### SET EXERCISE
Tally the lines in the listing below that contain the string "dark". What is the count? Reply with the number only.

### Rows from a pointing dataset
>>>

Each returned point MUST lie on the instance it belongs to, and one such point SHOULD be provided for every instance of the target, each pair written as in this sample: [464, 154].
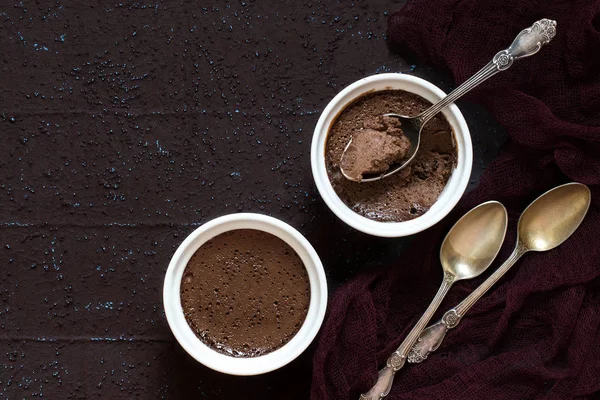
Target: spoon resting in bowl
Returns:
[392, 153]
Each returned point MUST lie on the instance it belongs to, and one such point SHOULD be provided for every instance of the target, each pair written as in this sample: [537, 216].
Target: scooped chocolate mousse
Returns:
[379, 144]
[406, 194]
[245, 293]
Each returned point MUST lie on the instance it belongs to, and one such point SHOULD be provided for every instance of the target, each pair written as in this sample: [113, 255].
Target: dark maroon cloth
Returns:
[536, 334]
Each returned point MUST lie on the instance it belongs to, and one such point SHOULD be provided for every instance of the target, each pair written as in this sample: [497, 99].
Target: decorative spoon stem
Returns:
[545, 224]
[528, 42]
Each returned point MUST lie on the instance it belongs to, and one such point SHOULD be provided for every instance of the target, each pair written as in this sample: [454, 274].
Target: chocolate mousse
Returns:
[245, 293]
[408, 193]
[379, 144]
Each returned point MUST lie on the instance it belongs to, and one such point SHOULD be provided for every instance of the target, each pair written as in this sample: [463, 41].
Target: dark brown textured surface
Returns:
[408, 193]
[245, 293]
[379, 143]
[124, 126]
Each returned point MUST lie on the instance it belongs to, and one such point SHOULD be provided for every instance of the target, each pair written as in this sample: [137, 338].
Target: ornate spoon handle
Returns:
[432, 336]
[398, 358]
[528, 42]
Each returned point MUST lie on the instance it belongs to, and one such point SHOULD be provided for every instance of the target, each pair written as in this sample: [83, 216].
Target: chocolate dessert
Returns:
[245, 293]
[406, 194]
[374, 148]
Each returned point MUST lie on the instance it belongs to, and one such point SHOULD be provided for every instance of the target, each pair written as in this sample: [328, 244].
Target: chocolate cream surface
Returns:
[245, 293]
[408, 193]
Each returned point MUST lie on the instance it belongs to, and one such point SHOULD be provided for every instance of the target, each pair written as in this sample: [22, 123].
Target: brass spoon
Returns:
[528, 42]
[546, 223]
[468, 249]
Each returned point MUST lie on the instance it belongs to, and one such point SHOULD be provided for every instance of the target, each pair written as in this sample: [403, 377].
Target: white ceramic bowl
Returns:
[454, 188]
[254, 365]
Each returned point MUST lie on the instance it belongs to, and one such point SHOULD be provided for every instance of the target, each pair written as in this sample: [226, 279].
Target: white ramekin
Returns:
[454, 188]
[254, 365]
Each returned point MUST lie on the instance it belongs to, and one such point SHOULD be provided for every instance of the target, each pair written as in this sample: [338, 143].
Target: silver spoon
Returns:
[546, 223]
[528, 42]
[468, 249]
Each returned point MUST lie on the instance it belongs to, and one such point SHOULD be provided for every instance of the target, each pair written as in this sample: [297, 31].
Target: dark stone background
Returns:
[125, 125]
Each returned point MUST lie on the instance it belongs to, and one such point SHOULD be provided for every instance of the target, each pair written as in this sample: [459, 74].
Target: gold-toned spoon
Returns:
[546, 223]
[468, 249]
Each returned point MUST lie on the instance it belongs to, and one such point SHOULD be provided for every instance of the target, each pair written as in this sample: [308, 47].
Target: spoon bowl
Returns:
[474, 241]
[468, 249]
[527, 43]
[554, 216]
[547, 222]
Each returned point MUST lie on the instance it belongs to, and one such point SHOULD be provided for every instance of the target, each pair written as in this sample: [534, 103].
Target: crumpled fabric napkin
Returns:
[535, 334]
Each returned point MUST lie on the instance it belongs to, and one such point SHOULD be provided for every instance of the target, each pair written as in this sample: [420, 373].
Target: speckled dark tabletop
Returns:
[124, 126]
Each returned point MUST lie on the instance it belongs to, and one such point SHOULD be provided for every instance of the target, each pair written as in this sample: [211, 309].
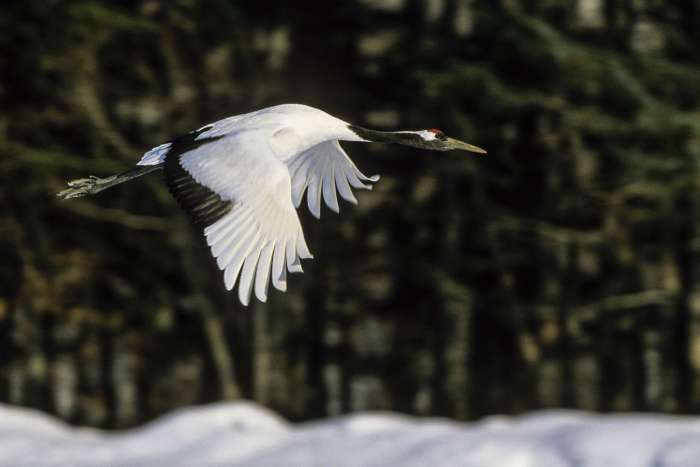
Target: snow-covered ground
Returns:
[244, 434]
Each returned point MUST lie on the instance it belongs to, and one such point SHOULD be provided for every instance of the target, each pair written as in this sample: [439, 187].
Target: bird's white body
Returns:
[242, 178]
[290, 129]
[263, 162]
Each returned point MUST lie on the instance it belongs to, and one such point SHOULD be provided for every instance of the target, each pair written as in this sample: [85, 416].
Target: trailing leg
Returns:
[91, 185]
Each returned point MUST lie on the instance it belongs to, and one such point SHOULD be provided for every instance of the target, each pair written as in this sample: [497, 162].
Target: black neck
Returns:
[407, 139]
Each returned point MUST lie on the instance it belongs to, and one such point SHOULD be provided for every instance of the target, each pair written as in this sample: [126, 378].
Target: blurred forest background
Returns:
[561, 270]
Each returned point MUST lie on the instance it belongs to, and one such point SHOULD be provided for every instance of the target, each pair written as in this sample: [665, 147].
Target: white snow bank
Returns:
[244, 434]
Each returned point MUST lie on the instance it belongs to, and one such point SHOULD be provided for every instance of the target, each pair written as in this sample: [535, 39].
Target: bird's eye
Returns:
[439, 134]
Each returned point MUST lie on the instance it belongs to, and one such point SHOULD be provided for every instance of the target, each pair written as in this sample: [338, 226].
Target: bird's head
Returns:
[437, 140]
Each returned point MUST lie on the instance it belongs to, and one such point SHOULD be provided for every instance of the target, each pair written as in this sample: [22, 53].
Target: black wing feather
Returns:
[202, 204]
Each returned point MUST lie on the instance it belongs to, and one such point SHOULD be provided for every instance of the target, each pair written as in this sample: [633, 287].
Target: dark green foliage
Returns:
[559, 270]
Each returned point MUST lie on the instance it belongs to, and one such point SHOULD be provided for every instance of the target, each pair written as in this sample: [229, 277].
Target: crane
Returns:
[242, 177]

<<<
>>>

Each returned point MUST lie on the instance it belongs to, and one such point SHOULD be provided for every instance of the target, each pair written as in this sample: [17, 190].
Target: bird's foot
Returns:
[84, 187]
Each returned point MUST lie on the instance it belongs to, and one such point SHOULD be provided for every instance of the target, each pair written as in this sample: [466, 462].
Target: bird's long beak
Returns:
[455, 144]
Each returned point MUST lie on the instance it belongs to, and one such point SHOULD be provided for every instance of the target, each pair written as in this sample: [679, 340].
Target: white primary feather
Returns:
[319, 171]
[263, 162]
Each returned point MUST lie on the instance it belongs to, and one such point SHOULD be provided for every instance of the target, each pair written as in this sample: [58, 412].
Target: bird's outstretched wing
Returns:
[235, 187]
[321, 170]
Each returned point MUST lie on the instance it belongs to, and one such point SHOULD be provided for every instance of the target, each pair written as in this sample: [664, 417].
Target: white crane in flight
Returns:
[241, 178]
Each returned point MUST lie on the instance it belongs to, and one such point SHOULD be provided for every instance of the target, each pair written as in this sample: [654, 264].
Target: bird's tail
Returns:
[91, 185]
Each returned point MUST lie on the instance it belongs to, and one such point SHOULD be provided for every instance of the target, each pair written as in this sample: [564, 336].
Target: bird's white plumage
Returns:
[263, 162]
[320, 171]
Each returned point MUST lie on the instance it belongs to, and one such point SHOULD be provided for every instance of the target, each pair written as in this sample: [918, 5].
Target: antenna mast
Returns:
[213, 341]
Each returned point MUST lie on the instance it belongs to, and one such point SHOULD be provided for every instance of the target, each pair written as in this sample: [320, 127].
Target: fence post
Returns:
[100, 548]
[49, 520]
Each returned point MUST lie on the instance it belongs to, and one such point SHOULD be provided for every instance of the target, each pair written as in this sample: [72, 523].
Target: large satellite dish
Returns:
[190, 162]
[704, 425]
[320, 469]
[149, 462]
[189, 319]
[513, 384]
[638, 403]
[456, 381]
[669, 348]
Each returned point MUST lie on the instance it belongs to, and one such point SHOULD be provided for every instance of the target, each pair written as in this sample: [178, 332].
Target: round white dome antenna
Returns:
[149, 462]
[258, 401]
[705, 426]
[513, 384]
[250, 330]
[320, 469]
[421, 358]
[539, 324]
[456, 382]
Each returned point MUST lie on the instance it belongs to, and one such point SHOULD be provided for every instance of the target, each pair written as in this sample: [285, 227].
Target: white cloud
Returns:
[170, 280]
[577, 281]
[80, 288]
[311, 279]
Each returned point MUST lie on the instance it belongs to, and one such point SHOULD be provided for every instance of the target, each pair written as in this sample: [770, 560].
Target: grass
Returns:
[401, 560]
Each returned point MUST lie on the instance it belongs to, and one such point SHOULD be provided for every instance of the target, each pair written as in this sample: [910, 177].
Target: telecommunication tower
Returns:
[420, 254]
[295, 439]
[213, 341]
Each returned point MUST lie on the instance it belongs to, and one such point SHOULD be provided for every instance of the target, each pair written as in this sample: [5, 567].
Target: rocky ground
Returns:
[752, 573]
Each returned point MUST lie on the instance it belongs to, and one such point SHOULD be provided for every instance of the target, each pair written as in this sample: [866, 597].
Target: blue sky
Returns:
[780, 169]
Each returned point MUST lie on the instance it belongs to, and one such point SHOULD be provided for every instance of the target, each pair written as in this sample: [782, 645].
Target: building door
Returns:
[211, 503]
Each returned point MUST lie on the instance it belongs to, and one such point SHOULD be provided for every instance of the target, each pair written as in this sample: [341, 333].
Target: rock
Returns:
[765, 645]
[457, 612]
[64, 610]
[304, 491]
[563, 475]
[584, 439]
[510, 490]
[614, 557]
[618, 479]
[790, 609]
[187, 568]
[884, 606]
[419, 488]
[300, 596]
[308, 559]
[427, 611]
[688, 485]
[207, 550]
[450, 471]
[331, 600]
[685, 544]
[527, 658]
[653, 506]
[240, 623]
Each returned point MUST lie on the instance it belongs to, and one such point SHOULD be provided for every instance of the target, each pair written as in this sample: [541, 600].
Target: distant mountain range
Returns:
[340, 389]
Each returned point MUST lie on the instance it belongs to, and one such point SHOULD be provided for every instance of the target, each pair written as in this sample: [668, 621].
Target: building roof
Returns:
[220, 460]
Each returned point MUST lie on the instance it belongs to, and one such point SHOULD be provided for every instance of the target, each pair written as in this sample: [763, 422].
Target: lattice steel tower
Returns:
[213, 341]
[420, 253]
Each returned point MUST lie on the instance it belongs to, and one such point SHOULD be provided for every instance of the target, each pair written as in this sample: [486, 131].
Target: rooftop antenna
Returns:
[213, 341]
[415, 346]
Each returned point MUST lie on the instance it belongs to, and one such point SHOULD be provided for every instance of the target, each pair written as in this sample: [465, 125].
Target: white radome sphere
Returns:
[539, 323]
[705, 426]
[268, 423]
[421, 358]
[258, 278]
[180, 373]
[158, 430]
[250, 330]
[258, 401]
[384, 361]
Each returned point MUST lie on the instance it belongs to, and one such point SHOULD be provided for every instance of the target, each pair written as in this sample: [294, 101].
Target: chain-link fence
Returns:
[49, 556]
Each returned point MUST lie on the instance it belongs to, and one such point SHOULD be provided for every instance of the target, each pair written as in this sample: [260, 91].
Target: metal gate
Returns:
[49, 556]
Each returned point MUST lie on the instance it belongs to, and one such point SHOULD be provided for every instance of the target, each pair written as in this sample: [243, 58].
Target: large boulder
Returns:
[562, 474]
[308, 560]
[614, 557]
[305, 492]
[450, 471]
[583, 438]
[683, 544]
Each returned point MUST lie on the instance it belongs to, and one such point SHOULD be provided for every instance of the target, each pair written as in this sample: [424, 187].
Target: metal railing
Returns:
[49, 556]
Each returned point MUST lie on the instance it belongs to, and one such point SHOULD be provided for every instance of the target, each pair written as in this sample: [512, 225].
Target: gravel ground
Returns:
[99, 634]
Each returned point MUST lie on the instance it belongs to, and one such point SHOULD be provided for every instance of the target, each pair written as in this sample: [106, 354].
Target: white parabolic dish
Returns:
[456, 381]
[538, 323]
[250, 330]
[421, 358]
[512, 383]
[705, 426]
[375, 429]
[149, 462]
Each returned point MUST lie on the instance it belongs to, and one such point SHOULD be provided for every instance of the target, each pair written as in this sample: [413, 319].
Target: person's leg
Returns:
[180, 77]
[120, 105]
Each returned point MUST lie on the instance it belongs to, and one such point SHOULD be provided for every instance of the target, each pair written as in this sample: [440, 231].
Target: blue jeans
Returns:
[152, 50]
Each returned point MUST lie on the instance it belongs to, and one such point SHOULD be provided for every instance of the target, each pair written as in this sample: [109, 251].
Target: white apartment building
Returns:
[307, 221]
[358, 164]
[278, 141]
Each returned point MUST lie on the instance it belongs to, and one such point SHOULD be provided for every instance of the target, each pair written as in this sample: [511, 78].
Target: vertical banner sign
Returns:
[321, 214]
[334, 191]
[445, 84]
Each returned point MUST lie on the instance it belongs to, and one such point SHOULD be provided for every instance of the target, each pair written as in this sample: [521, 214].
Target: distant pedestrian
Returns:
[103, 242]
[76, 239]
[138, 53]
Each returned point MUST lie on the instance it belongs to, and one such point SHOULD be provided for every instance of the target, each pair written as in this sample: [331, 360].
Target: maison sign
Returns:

<<<
>>>

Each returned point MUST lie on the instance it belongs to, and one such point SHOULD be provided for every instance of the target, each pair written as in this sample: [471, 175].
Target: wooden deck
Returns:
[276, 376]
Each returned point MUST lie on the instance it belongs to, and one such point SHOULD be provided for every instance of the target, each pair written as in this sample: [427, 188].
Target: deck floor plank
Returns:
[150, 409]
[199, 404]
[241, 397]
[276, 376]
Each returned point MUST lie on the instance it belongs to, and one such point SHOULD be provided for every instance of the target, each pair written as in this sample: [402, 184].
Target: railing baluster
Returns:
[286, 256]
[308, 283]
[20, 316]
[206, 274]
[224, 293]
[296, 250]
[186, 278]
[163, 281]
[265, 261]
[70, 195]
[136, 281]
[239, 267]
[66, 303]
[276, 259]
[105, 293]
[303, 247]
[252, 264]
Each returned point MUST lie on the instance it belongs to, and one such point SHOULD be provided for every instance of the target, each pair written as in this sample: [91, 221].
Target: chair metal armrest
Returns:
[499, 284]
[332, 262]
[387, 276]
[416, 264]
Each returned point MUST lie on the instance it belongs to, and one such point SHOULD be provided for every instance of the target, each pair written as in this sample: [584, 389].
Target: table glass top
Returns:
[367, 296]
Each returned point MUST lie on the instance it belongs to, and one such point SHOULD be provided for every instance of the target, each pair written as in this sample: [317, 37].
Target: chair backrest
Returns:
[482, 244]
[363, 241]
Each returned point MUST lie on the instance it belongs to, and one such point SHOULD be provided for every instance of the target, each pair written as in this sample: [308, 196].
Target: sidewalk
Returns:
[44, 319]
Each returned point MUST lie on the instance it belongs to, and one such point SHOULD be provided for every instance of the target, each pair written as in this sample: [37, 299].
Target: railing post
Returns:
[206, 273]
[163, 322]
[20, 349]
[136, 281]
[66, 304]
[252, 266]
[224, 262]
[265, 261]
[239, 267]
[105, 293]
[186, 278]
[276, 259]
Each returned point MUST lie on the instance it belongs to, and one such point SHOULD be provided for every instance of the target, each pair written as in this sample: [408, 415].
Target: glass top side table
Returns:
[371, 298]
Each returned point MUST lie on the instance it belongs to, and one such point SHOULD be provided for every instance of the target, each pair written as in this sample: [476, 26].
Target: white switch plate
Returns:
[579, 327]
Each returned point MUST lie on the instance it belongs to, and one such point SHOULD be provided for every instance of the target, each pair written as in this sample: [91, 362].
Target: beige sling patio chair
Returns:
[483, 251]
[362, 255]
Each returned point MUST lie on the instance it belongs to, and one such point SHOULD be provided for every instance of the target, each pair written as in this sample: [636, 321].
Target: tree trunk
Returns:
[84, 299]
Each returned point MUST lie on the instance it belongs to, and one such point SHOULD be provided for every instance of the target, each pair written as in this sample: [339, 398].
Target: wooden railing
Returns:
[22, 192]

<<<

### RESULT FOR THIS EXERCISE
5